> [TEKSTFRAGMENT]
Er is mitsdien geen sprake van strijdigheid met de artikel 14 van het EVRM en artikel 26 van het IVBPR.
De verdragen nrs. 121 en 128 van de Internationale Arbeidsorganisatie (IAO), Trb. 1966, 137 respectievelijk Trb. 1968, 131 en de Europese Code inzake sociale zekerheid, Trb. 1965, 47
Naar het oordeel van de rechtbank kan in het midden blijven of de betreffende verdragsbepalingen een ieder verbindend zijn in de zin van de artikelen 93 en 94 van de Grondwet, omdat eiser op de navolgende gronden aan die verdragen geen aanspraken kan ontlenen.
Verdrag nr. 121 en deel VI van de Europese Code zien uitsluitend op uitkeringen en verstrekkingen bij arbeidsongevallen en beroepsziekten. Nu eisers echtgenote niet is overleden als gevolg van een arbeidsongeval of beroepsziekte kan eiser reeds daarom aan die bepalingen geen rechten ontlenen.

> [DE OPGAVE] Waarop zien verdrag nr. 121 en deel VI van de Europese Code volgens het tekstfragment uitsluitend?

Opgeslagen gegevens:

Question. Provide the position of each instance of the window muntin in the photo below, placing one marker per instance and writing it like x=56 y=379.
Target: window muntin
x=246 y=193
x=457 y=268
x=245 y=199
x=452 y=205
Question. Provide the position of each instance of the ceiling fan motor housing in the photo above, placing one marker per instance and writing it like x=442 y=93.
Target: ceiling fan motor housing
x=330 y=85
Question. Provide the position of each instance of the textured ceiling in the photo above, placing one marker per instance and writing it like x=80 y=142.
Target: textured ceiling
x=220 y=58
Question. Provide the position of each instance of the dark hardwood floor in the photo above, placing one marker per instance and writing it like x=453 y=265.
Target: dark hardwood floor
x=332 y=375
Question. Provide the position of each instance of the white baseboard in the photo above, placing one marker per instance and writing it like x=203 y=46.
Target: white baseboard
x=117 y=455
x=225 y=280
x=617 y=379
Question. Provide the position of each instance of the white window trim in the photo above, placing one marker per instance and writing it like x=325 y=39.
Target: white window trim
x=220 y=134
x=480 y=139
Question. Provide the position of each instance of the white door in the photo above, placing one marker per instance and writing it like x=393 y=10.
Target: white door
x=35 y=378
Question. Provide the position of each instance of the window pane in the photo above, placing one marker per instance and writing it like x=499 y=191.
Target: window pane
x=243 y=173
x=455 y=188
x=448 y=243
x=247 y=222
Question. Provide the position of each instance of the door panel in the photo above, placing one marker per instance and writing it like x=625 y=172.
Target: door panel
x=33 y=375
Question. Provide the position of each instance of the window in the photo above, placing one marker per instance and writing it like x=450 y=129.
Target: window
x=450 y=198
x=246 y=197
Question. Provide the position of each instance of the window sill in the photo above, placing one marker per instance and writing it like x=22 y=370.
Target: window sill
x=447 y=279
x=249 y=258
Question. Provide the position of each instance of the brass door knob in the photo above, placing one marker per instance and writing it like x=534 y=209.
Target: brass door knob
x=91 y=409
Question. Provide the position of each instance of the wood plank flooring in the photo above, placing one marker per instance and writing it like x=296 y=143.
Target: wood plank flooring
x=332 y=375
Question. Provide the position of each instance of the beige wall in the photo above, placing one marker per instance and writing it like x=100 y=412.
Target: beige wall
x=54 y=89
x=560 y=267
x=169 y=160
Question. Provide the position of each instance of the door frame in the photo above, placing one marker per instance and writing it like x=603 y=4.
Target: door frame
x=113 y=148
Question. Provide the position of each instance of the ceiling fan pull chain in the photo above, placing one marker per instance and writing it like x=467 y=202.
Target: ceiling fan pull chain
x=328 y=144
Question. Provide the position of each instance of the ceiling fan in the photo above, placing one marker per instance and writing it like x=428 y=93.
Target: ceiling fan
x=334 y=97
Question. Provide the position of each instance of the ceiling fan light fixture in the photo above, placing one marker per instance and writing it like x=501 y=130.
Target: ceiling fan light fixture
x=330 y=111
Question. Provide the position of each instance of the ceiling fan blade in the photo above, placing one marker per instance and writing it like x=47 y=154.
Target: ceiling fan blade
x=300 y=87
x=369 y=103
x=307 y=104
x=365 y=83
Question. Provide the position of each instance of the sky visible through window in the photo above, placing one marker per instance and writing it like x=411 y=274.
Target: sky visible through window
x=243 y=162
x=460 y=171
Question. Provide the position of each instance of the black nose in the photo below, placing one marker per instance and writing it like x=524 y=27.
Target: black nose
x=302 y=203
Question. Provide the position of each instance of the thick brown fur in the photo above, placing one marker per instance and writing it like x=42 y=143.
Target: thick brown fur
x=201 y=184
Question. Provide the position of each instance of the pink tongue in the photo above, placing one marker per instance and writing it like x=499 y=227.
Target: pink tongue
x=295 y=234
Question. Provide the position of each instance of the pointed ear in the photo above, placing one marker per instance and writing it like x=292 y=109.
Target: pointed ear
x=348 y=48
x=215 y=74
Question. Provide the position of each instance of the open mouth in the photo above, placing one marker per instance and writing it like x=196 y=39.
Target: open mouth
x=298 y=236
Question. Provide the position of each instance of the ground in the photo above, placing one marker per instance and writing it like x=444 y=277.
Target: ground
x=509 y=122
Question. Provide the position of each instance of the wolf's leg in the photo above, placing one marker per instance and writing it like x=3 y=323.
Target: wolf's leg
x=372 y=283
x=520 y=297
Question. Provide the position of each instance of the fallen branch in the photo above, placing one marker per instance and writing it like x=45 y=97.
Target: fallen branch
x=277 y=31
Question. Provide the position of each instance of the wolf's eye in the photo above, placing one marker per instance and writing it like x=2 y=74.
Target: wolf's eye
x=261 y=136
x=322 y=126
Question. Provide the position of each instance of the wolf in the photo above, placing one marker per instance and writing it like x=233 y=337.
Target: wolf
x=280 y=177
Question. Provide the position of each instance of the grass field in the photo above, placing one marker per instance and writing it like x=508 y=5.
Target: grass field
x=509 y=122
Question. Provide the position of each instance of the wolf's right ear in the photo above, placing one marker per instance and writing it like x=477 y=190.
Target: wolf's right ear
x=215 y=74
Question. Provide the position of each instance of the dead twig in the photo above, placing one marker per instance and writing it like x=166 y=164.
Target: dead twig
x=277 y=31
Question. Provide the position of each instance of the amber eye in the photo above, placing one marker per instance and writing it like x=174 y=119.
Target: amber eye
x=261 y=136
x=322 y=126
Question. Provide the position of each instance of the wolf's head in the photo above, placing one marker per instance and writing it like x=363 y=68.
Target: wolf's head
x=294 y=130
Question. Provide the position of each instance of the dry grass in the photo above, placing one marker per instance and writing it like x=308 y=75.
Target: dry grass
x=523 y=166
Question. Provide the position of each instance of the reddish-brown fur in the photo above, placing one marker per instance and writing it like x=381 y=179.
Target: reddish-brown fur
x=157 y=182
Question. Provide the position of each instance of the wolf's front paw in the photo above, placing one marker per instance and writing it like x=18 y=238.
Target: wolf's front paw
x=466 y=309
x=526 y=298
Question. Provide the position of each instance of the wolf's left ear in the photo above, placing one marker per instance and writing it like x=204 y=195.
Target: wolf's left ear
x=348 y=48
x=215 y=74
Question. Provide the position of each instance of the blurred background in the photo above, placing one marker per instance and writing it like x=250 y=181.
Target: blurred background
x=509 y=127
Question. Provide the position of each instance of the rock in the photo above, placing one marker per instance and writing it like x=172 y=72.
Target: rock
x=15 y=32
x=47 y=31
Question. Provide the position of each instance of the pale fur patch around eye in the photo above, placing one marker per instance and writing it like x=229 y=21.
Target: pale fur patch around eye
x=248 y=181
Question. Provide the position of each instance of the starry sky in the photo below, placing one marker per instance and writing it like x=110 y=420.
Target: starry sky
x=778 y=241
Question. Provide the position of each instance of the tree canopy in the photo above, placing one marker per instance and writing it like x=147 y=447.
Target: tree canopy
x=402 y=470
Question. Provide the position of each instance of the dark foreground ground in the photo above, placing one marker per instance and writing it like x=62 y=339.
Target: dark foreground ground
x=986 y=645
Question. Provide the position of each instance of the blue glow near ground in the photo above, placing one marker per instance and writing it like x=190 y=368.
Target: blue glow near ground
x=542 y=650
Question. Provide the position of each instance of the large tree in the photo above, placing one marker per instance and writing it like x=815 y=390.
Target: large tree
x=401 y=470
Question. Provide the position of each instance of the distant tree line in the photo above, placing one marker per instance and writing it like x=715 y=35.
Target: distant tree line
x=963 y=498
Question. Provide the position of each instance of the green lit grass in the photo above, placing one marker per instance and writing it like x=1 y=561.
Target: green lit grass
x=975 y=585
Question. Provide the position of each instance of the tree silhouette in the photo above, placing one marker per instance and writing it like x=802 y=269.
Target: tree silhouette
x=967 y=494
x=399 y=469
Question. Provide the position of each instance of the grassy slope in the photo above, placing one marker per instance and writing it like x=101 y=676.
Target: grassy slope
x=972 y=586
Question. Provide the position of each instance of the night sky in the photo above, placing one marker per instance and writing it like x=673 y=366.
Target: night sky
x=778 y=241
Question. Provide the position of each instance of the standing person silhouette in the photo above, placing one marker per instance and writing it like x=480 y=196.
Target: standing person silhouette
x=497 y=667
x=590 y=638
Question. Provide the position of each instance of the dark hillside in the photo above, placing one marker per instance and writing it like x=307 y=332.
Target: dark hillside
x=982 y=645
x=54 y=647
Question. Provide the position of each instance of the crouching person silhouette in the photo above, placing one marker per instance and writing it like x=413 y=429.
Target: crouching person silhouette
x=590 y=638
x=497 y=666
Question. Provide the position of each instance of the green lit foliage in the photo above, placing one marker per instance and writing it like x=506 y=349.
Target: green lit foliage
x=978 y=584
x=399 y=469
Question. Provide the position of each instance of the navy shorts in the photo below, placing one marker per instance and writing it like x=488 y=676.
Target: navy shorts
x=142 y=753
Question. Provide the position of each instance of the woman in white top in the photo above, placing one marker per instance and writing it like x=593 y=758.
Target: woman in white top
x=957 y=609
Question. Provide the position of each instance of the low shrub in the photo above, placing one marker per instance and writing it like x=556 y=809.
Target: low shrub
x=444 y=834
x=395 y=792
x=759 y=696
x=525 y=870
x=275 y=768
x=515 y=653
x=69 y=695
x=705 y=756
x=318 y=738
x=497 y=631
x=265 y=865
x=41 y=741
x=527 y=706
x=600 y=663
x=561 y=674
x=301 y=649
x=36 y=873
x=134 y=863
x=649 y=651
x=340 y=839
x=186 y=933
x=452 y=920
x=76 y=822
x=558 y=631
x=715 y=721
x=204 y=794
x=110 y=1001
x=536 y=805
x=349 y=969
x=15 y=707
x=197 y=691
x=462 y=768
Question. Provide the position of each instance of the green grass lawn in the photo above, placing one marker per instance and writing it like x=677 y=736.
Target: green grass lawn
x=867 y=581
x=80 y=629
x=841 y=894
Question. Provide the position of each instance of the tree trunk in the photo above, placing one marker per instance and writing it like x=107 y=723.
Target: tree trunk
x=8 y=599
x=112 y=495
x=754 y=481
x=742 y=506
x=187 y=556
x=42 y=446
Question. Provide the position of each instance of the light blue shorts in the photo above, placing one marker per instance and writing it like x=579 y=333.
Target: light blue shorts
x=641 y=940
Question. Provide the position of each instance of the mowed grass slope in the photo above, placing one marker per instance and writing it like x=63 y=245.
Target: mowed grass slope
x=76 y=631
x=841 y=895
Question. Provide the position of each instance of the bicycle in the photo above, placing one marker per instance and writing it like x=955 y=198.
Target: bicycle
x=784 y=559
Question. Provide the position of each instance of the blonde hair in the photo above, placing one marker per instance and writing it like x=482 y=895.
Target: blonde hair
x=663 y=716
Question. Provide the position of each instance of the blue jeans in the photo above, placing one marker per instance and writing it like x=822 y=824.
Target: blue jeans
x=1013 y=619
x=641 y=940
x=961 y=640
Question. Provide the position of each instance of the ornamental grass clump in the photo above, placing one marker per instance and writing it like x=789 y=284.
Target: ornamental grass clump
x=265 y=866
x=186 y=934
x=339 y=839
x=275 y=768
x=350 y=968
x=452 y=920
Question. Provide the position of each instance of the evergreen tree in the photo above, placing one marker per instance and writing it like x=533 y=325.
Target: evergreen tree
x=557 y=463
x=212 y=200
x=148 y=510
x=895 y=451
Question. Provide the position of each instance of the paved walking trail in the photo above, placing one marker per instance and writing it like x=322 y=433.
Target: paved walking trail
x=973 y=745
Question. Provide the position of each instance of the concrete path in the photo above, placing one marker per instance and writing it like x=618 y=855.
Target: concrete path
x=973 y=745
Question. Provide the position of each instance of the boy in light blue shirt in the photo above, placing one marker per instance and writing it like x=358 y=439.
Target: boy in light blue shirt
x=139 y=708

> [ANTWOORD OPGAVE] Op uitkeringen en verstrekkingen bij arbeidsongevallen en beroepsziekten.